To do:
Return exactly the lines that run from the one containing "The component shall locate the horizontal" to the end of the entries, with both ends included.

Record set:
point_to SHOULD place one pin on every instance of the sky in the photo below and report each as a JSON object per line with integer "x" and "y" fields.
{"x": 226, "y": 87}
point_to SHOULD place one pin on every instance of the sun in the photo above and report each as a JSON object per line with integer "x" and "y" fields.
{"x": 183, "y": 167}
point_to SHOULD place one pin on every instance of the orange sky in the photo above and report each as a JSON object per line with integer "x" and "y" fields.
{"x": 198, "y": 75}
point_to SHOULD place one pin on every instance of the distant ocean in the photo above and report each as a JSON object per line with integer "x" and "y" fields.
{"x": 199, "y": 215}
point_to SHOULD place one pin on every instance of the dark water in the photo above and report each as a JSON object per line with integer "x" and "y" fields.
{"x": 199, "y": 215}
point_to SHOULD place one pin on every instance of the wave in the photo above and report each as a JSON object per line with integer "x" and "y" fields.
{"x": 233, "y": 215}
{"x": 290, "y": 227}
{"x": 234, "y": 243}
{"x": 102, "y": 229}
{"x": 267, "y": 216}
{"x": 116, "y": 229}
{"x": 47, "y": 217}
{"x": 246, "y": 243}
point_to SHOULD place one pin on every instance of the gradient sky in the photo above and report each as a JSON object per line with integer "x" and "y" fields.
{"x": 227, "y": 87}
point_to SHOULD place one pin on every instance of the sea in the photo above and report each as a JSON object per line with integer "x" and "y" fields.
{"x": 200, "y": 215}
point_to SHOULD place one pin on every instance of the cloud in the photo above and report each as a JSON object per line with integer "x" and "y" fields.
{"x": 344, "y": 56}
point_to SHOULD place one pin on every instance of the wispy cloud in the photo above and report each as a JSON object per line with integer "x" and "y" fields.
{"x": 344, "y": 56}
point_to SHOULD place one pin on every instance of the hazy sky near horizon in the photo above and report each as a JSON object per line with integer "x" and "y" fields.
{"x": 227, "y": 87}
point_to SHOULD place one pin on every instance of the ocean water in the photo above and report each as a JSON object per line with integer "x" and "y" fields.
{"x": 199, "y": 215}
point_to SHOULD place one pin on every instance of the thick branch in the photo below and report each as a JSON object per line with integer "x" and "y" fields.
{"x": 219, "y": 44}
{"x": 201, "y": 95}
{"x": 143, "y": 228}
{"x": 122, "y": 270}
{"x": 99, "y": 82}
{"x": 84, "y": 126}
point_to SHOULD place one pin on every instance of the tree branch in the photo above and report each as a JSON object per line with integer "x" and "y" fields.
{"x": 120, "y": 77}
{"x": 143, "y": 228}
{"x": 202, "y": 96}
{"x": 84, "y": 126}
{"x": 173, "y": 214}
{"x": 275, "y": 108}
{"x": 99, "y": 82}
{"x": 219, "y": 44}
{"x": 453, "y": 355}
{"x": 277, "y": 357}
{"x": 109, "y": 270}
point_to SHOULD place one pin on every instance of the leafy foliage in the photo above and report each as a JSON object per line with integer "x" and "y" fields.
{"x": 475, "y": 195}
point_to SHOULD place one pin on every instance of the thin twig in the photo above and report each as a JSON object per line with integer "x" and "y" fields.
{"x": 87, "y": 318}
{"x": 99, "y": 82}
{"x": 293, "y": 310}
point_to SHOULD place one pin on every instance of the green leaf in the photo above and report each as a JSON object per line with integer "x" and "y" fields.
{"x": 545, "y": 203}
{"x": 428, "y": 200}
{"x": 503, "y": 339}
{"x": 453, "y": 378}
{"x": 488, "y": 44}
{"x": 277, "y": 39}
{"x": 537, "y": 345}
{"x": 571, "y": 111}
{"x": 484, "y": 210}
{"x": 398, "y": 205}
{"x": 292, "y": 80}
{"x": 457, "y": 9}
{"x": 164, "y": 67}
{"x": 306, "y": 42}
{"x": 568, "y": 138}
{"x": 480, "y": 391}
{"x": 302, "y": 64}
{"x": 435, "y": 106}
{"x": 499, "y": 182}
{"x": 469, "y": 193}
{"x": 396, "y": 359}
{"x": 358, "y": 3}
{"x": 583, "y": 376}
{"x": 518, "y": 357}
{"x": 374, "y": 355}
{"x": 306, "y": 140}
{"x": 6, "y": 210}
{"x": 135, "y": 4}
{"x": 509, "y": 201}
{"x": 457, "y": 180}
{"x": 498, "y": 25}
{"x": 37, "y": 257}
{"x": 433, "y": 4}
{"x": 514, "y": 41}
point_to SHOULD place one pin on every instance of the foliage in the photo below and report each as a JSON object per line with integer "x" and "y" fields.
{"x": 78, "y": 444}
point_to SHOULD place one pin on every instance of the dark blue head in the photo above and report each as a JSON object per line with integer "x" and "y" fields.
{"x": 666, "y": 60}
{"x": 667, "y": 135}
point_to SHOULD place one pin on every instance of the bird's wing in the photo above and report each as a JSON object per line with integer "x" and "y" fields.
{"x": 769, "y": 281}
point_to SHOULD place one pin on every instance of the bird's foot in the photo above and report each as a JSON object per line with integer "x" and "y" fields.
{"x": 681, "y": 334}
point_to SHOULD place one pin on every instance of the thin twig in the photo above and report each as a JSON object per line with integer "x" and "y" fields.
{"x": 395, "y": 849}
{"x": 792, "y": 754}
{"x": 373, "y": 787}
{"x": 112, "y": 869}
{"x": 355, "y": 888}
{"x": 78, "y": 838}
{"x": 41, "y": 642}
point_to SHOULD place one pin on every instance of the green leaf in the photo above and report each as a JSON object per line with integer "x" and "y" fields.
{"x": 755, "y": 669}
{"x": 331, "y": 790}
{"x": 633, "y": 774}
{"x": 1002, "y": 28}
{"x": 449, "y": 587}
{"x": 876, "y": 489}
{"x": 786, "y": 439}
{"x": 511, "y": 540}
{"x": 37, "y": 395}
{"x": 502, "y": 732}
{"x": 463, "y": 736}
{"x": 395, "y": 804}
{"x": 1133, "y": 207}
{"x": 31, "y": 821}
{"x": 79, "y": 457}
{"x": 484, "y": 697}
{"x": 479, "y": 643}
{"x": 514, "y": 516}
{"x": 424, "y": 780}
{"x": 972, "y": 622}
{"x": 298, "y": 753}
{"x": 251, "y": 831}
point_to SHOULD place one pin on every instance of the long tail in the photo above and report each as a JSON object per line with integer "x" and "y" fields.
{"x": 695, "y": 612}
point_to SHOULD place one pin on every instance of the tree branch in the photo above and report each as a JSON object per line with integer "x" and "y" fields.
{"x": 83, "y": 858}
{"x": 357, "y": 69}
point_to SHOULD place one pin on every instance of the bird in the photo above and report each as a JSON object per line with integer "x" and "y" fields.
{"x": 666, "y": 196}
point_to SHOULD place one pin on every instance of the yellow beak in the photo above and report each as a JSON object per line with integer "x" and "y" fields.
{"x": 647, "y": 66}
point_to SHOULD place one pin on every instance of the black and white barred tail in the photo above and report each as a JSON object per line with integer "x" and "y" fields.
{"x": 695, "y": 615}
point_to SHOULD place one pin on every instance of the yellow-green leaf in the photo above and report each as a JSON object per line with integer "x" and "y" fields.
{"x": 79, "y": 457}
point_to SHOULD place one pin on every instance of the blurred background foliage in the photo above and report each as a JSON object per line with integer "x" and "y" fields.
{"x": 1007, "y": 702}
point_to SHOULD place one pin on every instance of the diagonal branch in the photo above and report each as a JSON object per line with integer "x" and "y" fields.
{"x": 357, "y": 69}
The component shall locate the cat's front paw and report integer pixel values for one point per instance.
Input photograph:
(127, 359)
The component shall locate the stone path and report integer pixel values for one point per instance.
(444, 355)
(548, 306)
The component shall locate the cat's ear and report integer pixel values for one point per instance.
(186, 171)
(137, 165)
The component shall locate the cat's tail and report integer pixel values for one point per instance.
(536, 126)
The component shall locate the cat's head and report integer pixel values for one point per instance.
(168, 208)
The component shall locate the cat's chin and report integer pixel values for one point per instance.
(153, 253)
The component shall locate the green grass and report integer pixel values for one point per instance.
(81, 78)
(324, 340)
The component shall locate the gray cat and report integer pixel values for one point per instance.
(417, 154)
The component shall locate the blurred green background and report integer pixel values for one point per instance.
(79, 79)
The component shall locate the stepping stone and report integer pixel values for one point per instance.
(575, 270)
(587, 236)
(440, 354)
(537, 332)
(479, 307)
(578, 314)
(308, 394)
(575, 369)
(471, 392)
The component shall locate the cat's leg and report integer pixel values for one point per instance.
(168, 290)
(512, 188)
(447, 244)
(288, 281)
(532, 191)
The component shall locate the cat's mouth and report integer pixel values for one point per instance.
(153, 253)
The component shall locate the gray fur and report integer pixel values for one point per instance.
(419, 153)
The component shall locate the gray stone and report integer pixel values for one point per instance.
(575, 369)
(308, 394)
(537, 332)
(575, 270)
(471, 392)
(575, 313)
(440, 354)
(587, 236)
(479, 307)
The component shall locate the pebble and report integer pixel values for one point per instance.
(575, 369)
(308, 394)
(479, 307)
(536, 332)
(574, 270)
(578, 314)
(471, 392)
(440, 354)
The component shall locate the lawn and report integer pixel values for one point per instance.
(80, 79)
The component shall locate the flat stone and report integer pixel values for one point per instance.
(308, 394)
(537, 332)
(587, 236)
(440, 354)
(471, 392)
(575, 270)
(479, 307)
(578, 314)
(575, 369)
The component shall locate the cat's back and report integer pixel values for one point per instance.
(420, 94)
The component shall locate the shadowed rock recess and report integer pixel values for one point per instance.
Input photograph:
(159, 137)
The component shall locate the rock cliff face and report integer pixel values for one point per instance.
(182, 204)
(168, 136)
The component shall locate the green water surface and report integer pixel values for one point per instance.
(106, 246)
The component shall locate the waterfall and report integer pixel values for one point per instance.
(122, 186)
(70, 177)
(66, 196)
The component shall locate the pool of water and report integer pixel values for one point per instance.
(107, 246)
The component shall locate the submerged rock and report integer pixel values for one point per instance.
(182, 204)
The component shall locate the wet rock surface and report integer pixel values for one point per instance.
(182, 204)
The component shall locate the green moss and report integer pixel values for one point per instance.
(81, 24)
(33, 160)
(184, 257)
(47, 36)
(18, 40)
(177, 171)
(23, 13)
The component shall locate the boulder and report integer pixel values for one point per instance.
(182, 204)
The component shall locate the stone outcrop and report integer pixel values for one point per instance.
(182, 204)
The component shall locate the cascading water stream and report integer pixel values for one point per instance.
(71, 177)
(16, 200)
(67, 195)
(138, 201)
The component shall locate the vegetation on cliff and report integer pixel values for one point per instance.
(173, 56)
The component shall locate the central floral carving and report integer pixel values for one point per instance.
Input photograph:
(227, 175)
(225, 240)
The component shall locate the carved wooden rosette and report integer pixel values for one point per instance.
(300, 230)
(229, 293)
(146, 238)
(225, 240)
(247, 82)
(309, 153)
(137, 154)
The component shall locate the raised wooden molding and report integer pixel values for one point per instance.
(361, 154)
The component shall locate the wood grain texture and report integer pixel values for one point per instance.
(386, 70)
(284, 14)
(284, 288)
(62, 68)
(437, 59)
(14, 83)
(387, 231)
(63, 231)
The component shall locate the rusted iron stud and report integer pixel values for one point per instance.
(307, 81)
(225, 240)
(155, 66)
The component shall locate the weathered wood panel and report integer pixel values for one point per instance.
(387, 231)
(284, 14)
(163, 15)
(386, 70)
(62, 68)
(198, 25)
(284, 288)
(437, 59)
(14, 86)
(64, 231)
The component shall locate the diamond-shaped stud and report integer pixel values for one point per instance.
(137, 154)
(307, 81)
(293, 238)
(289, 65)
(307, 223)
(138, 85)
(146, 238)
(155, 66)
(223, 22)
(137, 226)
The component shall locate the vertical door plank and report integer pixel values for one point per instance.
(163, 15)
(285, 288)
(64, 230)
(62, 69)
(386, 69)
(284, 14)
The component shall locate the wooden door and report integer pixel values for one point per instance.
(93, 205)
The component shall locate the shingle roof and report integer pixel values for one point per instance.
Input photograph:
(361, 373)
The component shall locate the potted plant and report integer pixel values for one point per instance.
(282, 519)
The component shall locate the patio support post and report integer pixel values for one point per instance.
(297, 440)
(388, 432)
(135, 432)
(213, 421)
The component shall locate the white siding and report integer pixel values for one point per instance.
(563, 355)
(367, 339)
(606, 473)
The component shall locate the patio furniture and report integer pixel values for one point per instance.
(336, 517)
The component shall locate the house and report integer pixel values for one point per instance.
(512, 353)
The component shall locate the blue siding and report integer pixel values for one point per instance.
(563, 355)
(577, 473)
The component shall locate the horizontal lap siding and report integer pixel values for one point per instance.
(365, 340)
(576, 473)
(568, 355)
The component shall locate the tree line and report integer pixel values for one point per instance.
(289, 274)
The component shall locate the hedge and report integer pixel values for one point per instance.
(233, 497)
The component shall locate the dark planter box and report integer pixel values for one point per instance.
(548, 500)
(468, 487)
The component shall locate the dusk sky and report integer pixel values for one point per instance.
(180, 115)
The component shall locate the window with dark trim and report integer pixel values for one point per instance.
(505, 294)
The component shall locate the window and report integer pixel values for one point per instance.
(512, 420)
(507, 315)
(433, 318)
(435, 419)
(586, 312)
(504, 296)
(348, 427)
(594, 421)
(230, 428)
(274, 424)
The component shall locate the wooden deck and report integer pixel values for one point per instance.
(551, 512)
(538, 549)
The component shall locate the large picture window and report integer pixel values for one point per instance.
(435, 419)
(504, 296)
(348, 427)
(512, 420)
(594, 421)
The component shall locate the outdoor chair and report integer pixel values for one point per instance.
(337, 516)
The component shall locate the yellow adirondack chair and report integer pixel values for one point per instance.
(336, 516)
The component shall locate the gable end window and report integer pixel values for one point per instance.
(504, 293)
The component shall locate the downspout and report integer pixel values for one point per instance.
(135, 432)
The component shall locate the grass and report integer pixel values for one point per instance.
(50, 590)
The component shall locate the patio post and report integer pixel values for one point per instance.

Result:
The component shall locate the horizontal lap siding and report integer pixel values for one point per instance.
(365, 340)
(576, 473)
(568, 355)
The component shall locate the tree line and report integer pixel values for one point per instance.
(289, 274)
The component shall locate the hedge and report integer pixel values for one point per instance.
(233, 497)
The component shall locate the dark planter box and report integer pixel values for one point per instance.
(548, 500)
(468, 487)
The component shall locate the dusk sky and report integer pixel values for one point per instance.
(180, 115)
The component shall locate the window with dark trim and report integer pixel values for one point per instance.
(505, 294)
The component shall locate the window and report integer pixel values for one point per instance.
(512, 420)
(507, 315)
(433, 318)
(435, 419)
(586, 312)
(504, 296)
(348, 427)
(594, 421)
(230, 428)
(274, 424)
The component shall locate the wooden deck and report integer pixel values for one point per instance.
(551, 512)
(538, 549)
The component shall locate the large picture window and report integer pixel values for one point per instance.
(435, 419)
(504, 296)
(348, 427)
(512, 420)
(594, 421)
The component shall locate the outdoor chair and report integer pixel values for one point per instance.
(337, 516)
The component shall locate the yellow adirondack chair and report integer pixel values for one point per instance.
(336, 516)
The component shall locate the gable end window and report integer pixel values for one point per instance.
(504, 293)
The component shall locate the downspout and report integer pixel values for one point per instance.
(135, 432)
The component shall locate the grass and report integer pixel values for one point per instance.
(50, 590)
The component shall locate the patio post and report integer pixel values for one point per instance.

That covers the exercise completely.